What needs to be done: In the listing below, rewrite the lines starting at the one containing "Q. Point out the recessed" and ending at the one containing "pixel 181 183", replacing "goalie mask" with "face mask" and changing nothing else. Leave the pictures out of your answer.

--

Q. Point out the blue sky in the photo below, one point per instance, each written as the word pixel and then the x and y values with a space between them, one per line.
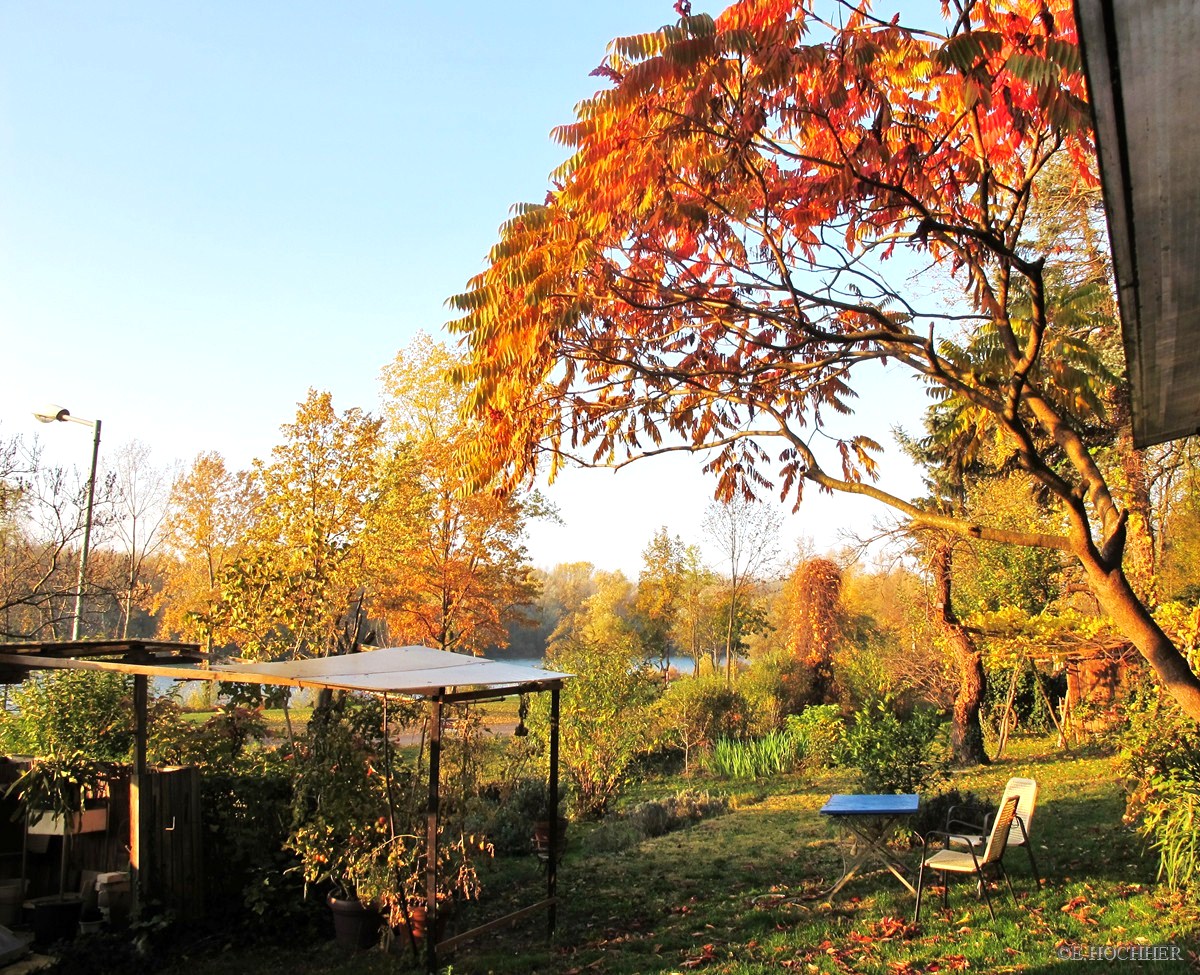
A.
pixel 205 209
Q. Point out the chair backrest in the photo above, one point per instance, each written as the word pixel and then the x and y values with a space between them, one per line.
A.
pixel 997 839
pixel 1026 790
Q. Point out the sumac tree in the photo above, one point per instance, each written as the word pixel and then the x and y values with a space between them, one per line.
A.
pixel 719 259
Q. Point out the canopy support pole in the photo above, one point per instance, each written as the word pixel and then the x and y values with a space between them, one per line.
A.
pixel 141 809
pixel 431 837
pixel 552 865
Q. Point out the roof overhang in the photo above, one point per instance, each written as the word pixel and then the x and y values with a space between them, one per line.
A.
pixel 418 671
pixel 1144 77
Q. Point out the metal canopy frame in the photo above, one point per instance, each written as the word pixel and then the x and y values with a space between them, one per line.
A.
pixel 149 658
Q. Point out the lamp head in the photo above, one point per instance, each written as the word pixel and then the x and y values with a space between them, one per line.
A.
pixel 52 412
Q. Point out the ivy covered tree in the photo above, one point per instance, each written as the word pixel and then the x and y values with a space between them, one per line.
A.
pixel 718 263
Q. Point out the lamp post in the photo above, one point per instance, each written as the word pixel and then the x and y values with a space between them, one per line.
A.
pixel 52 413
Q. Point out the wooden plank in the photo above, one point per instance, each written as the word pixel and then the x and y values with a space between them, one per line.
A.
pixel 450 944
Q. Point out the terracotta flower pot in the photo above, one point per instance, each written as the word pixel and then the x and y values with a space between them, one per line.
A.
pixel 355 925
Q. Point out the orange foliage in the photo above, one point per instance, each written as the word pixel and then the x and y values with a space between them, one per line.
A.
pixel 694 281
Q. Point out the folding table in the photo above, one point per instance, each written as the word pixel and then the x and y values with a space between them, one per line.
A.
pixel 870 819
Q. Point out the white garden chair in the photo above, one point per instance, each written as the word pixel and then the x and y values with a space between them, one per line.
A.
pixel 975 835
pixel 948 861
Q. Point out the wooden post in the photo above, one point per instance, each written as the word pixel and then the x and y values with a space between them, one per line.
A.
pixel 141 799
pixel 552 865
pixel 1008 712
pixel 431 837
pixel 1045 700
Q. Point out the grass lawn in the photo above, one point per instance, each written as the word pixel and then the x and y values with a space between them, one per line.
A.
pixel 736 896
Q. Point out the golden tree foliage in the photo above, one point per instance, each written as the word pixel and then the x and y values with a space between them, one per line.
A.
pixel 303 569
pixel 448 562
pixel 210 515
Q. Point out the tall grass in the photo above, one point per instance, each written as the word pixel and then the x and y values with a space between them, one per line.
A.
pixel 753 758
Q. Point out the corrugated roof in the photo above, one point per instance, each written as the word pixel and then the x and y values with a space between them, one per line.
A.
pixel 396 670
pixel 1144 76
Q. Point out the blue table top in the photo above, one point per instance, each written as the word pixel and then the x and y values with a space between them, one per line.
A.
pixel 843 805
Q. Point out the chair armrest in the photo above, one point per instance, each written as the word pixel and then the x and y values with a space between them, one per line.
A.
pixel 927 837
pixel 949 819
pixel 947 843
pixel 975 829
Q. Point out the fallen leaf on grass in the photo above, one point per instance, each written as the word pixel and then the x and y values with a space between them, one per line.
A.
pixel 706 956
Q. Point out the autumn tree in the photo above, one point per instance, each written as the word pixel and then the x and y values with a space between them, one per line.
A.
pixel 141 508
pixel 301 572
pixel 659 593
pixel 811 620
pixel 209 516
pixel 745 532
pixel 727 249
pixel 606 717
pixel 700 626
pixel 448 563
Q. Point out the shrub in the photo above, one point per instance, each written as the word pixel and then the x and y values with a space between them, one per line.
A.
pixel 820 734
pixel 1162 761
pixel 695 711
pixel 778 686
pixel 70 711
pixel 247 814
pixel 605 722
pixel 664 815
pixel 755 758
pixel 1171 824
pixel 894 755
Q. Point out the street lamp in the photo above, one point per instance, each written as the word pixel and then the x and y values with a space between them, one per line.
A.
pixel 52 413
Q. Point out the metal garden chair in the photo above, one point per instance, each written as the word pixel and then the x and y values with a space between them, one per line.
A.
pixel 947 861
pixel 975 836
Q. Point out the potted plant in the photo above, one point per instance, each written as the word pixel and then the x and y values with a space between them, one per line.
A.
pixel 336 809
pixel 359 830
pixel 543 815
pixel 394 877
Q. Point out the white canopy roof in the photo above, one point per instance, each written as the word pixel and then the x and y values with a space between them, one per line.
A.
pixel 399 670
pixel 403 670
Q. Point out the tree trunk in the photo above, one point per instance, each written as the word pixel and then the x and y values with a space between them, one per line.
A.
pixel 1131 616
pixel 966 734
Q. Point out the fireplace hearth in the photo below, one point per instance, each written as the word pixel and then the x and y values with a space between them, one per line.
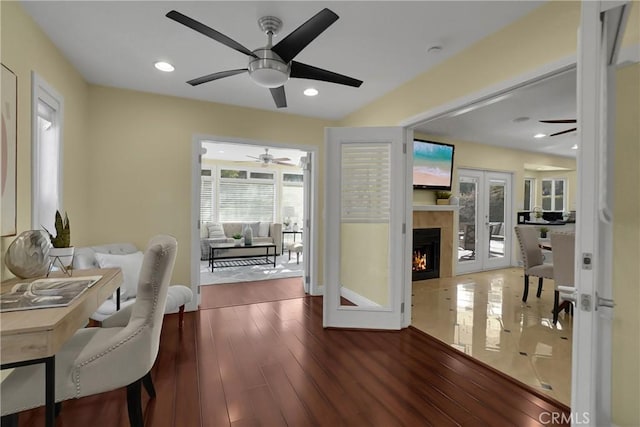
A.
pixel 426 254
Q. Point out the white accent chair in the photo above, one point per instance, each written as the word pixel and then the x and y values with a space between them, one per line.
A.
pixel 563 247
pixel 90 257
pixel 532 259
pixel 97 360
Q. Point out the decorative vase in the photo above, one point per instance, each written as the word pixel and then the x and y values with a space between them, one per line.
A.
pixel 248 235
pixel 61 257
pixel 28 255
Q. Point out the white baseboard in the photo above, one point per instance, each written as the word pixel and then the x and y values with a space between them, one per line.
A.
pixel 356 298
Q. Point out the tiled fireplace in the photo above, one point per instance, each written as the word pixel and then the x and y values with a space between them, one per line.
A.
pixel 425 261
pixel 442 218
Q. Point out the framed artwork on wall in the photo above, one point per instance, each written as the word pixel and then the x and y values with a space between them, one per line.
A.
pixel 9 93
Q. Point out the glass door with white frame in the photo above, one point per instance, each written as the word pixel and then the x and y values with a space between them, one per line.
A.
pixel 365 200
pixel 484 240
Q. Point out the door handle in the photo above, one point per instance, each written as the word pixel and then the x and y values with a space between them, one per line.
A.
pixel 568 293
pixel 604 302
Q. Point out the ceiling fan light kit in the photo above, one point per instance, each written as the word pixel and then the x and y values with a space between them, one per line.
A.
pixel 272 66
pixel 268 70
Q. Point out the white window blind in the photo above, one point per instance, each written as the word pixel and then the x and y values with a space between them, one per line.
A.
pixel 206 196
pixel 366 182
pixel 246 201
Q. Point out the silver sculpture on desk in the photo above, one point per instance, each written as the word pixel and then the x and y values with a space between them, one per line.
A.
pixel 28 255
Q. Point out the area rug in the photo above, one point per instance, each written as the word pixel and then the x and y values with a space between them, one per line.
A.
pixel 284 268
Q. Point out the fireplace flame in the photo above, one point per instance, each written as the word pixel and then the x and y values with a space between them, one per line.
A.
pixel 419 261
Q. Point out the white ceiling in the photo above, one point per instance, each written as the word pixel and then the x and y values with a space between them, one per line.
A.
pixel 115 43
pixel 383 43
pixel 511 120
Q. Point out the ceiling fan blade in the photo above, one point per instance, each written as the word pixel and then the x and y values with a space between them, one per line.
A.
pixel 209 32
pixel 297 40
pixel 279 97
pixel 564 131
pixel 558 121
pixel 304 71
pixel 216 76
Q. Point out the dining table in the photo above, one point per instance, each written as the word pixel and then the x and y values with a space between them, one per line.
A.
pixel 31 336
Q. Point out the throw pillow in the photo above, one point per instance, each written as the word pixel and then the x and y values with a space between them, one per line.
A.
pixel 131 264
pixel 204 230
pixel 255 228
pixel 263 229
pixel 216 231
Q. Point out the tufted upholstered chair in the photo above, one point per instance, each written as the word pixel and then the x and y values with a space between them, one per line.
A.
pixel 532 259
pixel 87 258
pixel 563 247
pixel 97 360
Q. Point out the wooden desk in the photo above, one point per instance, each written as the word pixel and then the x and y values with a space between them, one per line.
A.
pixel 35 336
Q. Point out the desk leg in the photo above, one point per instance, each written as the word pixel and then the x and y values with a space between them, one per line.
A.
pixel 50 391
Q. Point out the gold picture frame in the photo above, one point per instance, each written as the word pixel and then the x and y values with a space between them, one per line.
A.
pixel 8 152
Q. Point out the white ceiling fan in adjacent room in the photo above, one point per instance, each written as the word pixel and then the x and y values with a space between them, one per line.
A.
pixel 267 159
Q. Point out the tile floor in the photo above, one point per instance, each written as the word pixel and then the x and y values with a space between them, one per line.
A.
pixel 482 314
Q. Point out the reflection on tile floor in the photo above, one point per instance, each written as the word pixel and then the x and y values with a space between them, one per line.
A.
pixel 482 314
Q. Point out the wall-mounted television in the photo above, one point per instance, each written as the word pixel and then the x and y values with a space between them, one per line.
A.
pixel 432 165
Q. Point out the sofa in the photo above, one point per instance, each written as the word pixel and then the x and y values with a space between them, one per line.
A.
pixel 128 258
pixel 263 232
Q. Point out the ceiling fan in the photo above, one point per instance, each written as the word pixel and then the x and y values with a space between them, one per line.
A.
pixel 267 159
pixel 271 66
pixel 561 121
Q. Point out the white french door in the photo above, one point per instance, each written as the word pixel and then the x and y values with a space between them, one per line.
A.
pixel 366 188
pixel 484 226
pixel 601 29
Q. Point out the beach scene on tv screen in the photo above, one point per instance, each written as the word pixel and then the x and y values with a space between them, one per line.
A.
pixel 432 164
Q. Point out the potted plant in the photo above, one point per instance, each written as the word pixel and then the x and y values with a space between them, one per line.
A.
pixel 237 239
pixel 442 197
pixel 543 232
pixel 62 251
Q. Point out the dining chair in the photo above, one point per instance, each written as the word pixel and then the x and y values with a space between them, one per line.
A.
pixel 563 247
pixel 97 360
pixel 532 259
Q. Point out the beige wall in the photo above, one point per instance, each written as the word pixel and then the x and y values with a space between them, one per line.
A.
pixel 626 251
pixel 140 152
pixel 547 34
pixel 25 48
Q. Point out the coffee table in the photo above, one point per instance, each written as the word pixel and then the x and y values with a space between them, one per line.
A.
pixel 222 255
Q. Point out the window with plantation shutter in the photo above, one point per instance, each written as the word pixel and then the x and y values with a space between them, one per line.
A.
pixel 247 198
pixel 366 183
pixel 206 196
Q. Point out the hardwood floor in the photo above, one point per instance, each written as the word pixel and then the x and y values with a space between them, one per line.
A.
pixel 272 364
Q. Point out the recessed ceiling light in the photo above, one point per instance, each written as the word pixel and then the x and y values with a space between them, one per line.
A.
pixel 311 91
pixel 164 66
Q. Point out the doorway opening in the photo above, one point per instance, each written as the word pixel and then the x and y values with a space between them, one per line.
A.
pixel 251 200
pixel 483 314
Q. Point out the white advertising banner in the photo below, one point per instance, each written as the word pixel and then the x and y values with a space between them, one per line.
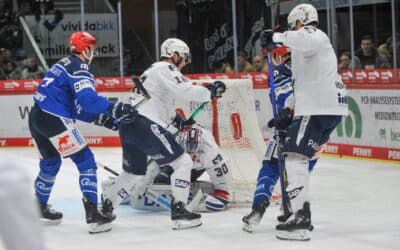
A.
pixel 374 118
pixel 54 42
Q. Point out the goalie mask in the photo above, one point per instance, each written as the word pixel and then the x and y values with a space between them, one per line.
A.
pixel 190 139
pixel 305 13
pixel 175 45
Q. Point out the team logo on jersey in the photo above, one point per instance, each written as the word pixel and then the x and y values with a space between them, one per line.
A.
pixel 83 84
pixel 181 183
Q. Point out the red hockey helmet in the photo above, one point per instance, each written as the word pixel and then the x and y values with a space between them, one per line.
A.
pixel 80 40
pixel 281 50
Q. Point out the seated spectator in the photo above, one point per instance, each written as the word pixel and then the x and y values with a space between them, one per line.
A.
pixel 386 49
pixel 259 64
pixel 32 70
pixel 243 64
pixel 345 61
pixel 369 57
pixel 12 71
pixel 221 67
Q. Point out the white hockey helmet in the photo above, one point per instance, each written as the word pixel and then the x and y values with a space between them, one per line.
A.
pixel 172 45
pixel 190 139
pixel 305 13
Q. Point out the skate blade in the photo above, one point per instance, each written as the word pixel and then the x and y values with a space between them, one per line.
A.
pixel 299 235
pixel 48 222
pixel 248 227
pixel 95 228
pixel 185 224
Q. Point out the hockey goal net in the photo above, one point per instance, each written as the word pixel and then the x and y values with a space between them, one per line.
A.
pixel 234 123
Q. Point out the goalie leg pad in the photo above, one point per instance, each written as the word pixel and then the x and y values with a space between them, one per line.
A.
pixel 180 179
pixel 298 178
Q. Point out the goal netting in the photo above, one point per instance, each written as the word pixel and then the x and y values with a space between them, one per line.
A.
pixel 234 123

--

Reply to the exercise:
Q. Point out the recessed ceiling light in the photo above, one point per instance, each written as the word pixel and then the x and y values with a space between them, one per line.
A.
pixel 311 91
pixel 164 66
Q. Point out the doorway opening in the photo above, one point per instance, each written as the word pixel and then the x and y values with a space between them, one per line.
A.
pixel 251 200
pixel 483 314
Q. Point out the white advertising banner in the photo below, one point per instance, each written as the word pixel and then the x and y values with a space between them, one per line.
A.
pixel 374 118
pixel 54 42
Q. Point out the face mask in the photo above, one point per instance, each written as the word pixel and then the x and y values with a space between them, one per line.
A.
pixel 190 139
pixel 305 13
pixel 175 45
Q. Point out the team logo on jersey in the photo above, one point per instance, each written as the word pixel and then the x and y values with a space between them, one per line.
A.
pixel 83 84
pixel 181 183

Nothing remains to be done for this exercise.